■ **SELECTED PASSAGE**:
begin
Single by Jay Sean

from the album Neon
- Released: 17 October 2012
- Genre: Electro house, dance-pop
- Length: 3:40
- Label: Cash Money, Universal Republic
- Producer(s): Afrojack, Orange Factory Music

Jay Sean singles chronology
| "I'm All Yours" (2012) | "So High" (2012) | "Where You Are" (2013) |

= So High (Jay Sean song) =

"So High" is a hit song by British recording singer Jay Sean. The song serves as the second single from his fourth studio album, Neon. It was produced by Afrojack, who also features in the song but is uncredited.

==Background==
In July 2012, during an interview with MTV, Jay Sean revealed about the collaboration with Afrojack. He said "Afrojack was working in the same studio that I was in when I was recording the album, and I happened to bump into him. We recognized each other, so we checked out. He played me a couple of his songs; I played him a couple of my songs. We were like, 'Yo, let's do something together.'"

He added that "The song 'So High' is just ridiculous. Afrojack is such an amazing producer." He also commented on Afrojack, saying that "Again, he lives in the clubs. He knows what works. So when it comes to actually producing, he knows what's gonna have an impact in the club."
end
■ **SET TASK A**:
Which lines in the listing below contain the string "with", matching case exactly? Copy each such line in full.

■ **PROVIDED RECORDS**:
begin
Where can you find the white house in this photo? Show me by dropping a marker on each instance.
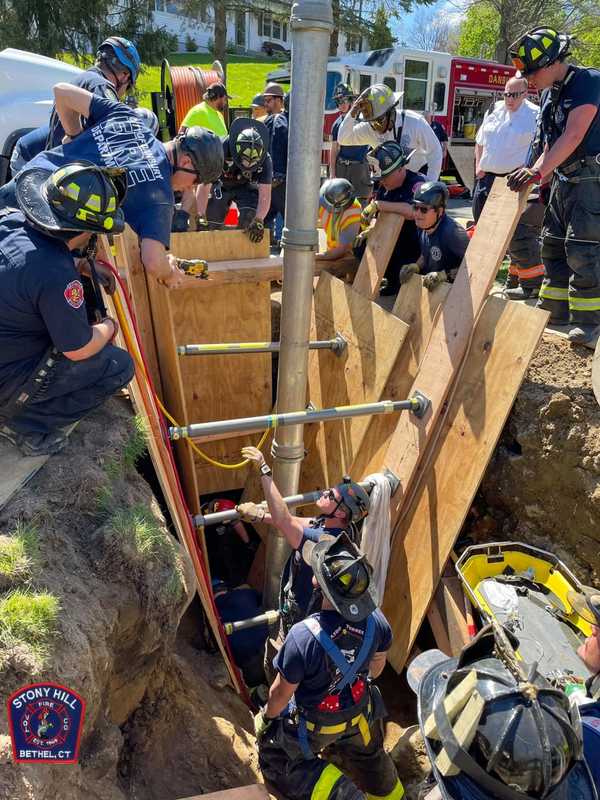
(248, 30)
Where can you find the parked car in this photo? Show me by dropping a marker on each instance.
(26, 81)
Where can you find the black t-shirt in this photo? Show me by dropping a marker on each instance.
(94, 80)
(407, 249)
(116, 137)
(41, 301)
(233, 176)
(581, 87)
(444, 248)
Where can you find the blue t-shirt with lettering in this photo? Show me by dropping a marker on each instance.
(116, 137)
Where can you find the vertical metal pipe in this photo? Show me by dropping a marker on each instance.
(311, 24)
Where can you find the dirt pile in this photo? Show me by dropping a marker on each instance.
(545, 475)
(96, 587)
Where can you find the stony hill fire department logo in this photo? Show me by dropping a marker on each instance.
(45, 722)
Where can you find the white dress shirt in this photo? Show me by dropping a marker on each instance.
(505, 137)
(417, 134)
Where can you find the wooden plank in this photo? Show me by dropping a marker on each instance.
(380, 246)
(451, 334)
(476, 412)
(16, 470)
(463, 157)
(359, 375)
(128, 259)
(418, 308)
(228, 245)
(254, 792)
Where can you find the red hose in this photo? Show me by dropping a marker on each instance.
(188, 516)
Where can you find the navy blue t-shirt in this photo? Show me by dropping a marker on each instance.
(302, 660)
(94, 80)
(348, 152)
(583, 88)
(41, 301)
(277, 125)
(408, 248)
(302, 587)
(444, 248)
(116, 137)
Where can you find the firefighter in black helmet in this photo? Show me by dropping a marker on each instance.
(570, 123)
(54, 367)
(528, 739)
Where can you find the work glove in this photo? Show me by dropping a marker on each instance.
(193, 266)
(251, 512)
(368, 213)
(406, 272)
(433, 279)
(521, 177)
(261, 724)
(255, 230)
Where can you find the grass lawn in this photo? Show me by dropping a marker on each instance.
(246, 75)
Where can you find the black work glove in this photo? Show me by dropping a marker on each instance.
(521, 177)
(256, 230)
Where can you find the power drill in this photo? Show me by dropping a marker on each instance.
(196, 267)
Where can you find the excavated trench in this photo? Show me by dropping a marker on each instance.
(162, 722)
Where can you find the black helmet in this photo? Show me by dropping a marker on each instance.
(343, 574)
(538, 48)
(354, 499)
(206, 151)
(79, 197)
(391, 156)
(149, 119)
(343, 92)
(117, 52)
(337, 194)
(432, 193)
(528, 740)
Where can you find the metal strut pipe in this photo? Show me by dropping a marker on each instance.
(221, 517)
(337, 346)
(311, 24)
(417, 404)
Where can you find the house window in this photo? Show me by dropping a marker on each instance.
(415, 84)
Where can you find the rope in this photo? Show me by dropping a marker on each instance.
(189, 85)
(142, 367)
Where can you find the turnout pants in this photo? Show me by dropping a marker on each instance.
(571, 247)
(74, 389)
(286, 767)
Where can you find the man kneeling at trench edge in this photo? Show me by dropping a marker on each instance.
(54, 366)
(341, 508)
(323, 694)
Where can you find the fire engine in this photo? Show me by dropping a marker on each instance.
(458, 91)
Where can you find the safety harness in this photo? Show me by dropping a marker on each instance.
(348, 718)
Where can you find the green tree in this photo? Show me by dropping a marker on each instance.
(381, 35)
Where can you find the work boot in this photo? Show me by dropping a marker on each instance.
(585, 334)
(36, 444)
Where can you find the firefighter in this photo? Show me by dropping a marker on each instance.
(339, 216)
(349, 162)
(341, 508)
(246, 180)
(443, 241)
(503, 142)
(374, 119)
(323, 695)
(54, 367)
(114, 73)
(115, 135)
(527, 742)
(395, 195)
(571, 129)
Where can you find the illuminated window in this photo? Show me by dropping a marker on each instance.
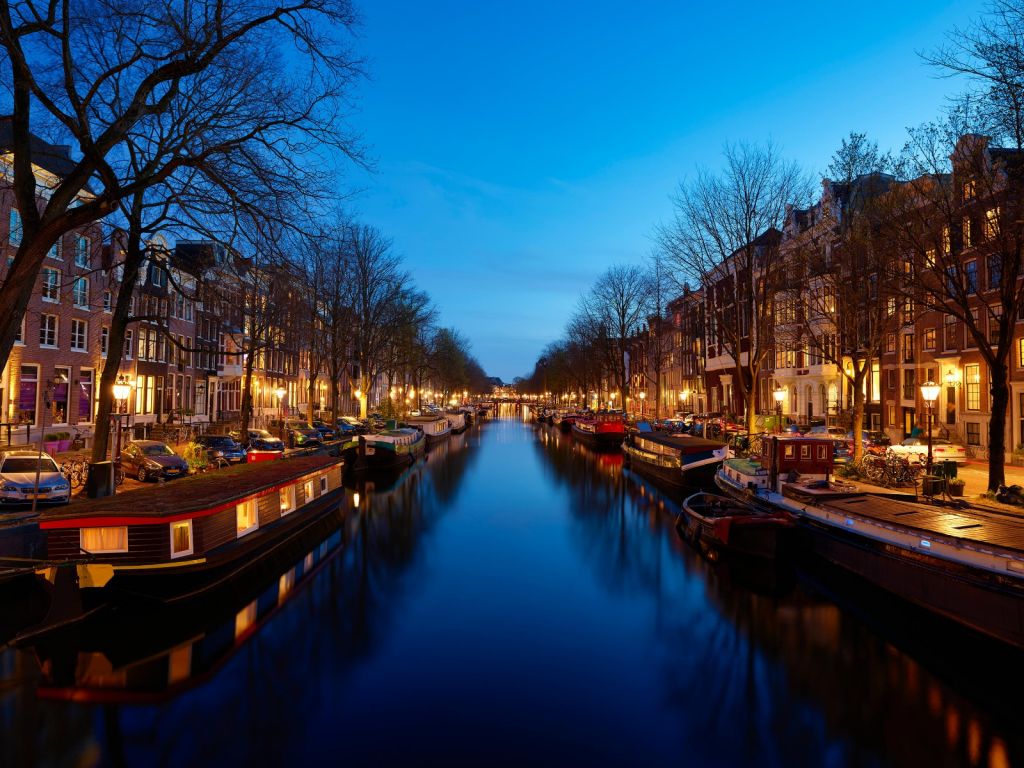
(103, 540)
(972, 375)
(181, 539)
(246, 518)
(287, 500)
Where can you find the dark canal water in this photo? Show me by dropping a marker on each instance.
(515, 599)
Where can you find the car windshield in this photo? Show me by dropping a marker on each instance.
(29, 464)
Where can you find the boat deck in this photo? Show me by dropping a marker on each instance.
(994, 528)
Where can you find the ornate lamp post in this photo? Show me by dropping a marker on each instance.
(779, 395)
(930, 393)
(281, 392)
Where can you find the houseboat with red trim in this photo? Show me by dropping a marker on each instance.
(962, 563)
(172, 545)
(677, 459)
(600, 430)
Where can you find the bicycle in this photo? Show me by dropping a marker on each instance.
(75, 471)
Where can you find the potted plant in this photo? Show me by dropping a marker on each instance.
(51, 441)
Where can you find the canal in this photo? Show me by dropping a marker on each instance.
(514, 599)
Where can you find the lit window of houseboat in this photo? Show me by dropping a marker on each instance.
(287, 500)
(181, 539)
(103, 540)
(246, 516)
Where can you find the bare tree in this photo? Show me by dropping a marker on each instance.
(841, 306)
(94, 73)
(609, 314)
(724, 236)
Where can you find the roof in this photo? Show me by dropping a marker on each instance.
(53, 158)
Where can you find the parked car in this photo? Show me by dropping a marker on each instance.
(915, 449)
(875, 441)
(222, 446)
(17, 478)
(261, 439)
(842, 453)
(297, 433)
(327, 432)
(147, 460)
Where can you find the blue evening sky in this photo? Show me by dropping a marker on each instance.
(523, 147)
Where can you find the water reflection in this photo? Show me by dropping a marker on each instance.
(510, 598)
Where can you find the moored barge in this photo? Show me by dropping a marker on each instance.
(171, 546)
(961, 563)
(600, 430)
(679, 460)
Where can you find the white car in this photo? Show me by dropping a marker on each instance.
(915, 449)
(17, 478)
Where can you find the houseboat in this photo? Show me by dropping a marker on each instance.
(384, 451)
(457, 422)
(716, 523)
(175, 545)
(961, 563)
(676, 459)
(601, 430)
(434, 428)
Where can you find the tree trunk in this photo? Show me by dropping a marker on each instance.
(997, 426)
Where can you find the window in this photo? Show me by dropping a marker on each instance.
(51, 284)
(14, 233)
(973, 433)
(80, 292)
(972, 376)
(991, 222)
(907, 348)
(971, 276)
(930, 339)
(47, 331)
(103, 540)
(287, 500)
(181, 539)
(80, 335)
(246, 518)
(82, 248)
(994, 320)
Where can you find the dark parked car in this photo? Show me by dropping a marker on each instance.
(222, 446)
(147, 460)
(326, 430)
(260, 439)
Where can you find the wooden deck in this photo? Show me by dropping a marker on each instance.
(993, 528)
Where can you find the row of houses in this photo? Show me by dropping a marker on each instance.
(184, 355)
(918, 342)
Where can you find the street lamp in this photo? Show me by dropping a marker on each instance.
(779, 395)
(281, 392)
(930, 393)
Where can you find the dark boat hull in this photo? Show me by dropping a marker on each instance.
(983, 602)
(603, 440)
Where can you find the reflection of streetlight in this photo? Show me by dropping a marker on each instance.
(779, 395)
(929, 393)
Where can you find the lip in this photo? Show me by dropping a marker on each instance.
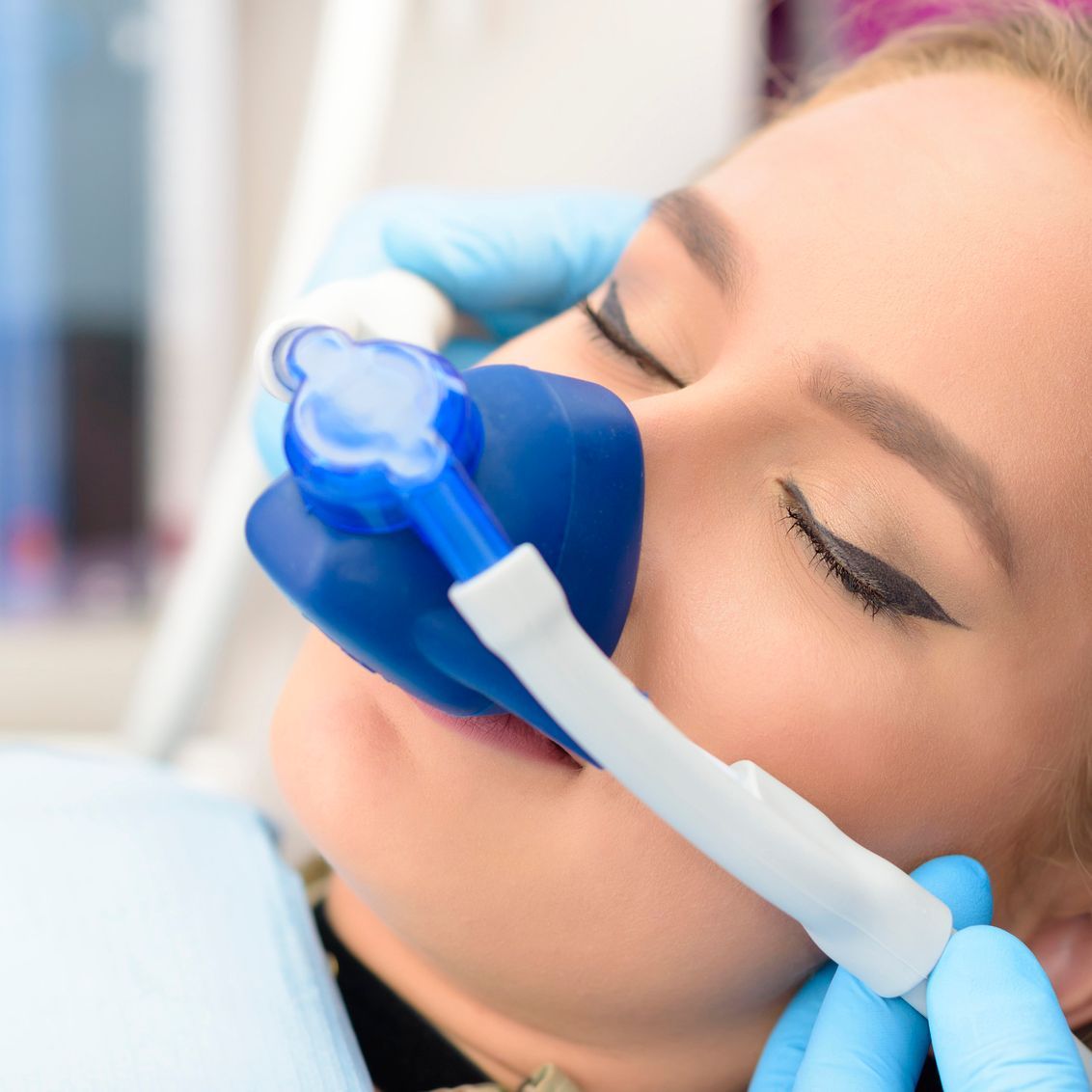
(505, 732)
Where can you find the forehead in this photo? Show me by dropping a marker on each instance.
(938, 228)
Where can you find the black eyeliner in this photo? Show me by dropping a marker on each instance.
(871, 577)
(610, 320)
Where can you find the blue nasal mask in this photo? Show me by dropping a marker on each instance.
(352, 537)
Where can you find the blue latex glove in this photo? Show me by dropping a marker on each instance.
(507, 259)
(995, 1023)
end
■ **SET TASK B**:
Can you reproduce the whole article about the song "So High", shown above, word for word?

■ **EXPECTED ANSWER A**:
Where can you find the blue t-shirt with lettering in this photo? Show me by dropping a marker on each instance.
Where can you find the houseboat with red trim in this photo? Show me by dropping a marker on each instance.

■ **EXPECTED ANSWER B**:
Single by Jay Sean

from the album Neon
- Released: 17 October 2012
- Genre: Electro house, dance-pop
- Length: 3:40
- Label: Cash Money, Universal Republic
- Producer(s): Afrojack, Orange Factory Music

Jay Sean singles chronology
| "I'm All Yours" (2012) | "So High" (2012) | "Where You Are" (2013) |

= So High (Jay Sean song) =

"So High" is a hit song by British recording singer Jay Sean. The song serves as the second single from his fourth studio album, Neon. It was produced by Afrojack, who also features in the song but is uncredited.

==Background==
In July 2012, during an interview with MTV, Jay Sean revealed about the collaboration with Afrojack. He said "Afrojack was working in the same studio that I was in when I was recording the album, and I happened to bump into him. We recognized each other, so we checked out. He played me a couple of his songs; I played him a couple of my songs. We were like, 'Yo, let's do something together.'"

He added that "The song 'So High' is just ridiculous. Afrojack is such an amazing producer." He also commented on Afrojack, saying that "Again, he lives in the clubs. He knows what works. So when it comes to actually producing, he knows what's gonna have an impact in the club."